# [Tarefas propostas]
(1) Enumere os recursos harmônicos que o texto sobre o pianista aponta na interpretação de Besame Mucho.
(2) Continue o texto sobre o pianista a partir da última frase apresentada.

# [Texto de origem]
Conversava as costumeiras amenidades com os amigos Mário Alves e Sérgio Costa, quando, de repente, ouvi um acorde menor. Não sabia ao certo qual era, mas tinha certeza de que era menor. Os harmônicos inerentes ao piano acústico chamaram minha atenção. Olhei para onde ele estava e lá encontrei o “senhor franzino de terno” com o rosto calmo a atacar com delicadeza as teclas. O tema era o exaustivamente batido Besame Mucho, mas havia algo diferente em sua interpretação... “Esse cabra tem uma expressividade danada”, comentei. Parei de falar e me concentrei na música. Percebi então que sua abordagem dessa composição presente em todos os casamentos e bailes de formatura – quando as orquestras começam o bloco latino do repertório – privilegiava encadeamentos harmônicos complexos. Cromatismos, voicings cheios de tensões, substituição de acordes dominantes, acordes de sexta napolitana, resoluções deceptivas; tudo estava acontecendo ali na minha frente na hora do almoço numa segunda-feira aparentemente comum e despretensiosa! Fiquei boquiaberto!

# [Conjunto de dados]
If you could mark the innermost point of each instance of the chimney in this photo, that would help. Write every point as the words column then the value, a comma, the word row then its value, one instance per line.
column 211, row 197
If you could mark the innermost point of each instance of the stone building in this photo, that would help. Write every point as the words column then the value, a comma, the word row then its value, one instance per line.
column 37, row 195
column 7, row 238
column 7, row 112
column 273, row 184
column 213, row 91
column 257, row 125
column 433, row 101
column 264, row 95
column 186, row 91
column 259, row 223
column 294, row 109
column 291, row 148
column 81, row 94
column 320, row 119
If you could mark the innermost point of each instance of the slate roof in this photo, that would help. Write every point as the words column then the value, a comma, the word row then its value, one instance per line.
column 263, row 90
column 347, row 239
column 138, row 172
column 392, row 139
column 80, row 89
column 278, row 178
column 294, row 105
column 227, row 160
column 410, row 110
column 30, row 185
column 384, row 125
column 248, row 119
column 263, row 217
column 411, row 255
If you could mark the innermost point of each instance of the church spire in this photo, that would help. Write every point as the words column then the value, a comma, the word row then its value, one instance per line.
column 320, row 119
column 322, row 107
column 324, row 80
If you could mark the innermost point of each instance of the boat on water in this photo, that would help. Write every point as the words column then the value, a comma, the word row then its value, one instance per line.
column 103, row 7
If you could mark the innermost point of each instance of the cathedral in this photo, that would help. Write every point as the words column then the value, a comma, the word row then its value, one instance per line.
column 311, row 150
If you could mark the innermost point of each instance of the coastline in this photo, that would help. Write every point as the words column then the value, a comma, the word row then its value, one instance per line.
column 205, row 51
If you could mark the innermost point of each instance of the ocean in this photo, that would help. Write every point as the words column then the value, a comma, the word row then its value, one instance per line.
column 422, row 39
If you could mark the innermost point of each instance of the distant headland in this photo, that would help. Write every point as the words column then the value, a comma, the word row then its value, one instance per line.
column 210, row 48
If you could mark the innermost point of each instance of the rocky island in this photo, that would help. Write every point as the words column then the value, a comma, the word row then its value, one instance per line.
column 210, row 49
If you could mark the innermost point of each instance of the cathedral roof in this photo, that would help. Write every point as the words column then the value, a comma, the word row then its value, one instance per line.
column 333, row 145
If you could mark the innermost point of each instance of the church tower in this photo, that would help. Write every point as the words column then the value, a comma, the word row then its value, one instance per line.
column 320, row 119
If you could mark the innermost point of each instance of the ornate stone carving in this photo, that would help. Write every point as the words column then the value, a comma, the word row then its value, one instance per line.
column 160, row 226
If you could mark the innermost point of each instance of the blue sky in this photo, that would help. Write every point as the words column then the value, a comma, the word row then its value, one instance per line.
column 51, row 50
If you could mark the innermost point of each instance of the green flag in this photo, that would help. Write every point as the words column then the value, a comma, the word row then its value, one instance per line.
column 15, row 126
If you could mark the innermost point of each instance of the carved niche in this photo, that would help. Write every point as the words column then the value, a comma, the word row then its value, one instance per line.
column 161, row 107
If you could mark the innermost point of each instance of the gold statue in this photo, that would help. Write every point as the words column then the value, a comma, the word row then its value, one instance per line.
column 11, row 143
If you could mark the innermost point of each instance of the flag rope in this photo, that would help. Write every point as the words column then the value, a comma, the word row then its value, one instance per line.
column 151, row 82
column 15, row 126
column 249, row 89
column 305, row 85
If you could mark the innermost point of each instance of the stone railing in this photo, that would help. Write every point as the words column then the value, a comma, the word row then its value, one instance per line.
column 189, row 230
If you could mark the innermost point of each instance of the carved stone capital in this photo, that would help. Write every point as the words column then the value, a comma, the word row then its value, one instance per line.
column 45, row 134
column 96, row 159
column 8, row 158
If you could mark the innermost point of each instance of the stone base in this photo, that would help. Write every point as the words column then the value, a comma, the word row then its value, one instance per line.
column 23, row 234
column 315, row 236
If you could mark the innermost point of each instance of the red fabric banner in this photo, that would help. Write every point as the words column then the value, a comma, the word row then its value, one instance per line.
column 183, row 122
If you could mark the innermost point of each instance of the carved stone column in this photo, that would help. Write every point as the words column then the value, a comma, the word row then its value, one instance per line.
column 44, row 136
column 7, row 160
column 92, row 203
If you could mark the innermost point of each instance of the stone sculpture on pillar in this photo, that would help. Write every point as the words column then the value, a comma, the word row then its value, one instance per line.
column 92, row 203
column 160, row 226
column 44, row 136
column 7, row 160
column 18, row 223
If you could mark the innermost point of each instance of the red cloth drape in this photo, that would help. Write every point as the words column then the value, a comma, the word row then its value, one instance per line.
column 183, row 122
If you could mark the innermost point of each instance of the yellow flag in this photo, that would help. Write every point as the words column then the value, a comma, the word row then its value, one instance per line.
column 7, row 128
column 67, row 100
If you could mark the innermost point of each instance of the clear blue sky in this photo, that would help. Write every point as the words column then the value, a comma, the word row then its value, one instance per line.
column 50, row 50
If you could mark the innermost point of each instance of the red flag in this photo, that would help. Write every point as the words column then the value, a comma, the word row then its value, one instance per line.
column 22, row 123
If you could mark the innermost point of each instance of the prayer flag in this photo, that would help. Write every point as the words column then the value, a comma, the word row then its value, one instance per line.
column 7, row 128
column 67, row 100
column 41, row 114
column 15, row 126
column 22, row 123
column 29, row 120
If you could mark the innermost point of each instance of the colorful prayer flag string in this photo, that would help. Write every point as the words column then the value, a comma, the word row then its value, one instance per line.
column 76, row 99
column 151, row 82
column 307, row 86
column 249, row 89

# [Respostas por tarefa]
(1)
- Cromatismos
- Voicings cheios de tensões
- Substituição de acordes dominantes
- Acordes de sexta napolitana
- Resoluções deceptivas

(2)
O almoço fora servido, contudo meu cérebro estava dividido entre o deleite de devorar (a fome era implacável nesse instante) o prato e a curiosidade de ouvir aonde o pianista iria chegar. Veio-me então uma ideia: pedir uma música. Nunca fiz isso em toda a minha vida, mas aquela me pareceu a oportunidade para tanto. Chamei o garçom e lhe perguntei discretamente sobre a possibilidade de solicitar ao pianista um tema. “É totalmente possível, senhor.” Então, num pedaço de papel, escrevi: “O senhor toca alguma coisa do Thelonious Monk?” Fiquei esperando a reação do instrumentista ao ler meu pedido. Estate, a bela composição dos italianos Bruno Martino e Bruno Bringhetti, era tocada em rubato no instante que o bilhete fora entregue. Pelo menear de cabeça e o sorriso irrefreado, notei que minha solicitação fora recebida com muita alegria pelo músico. Enfim, alguém o ouvia tocar!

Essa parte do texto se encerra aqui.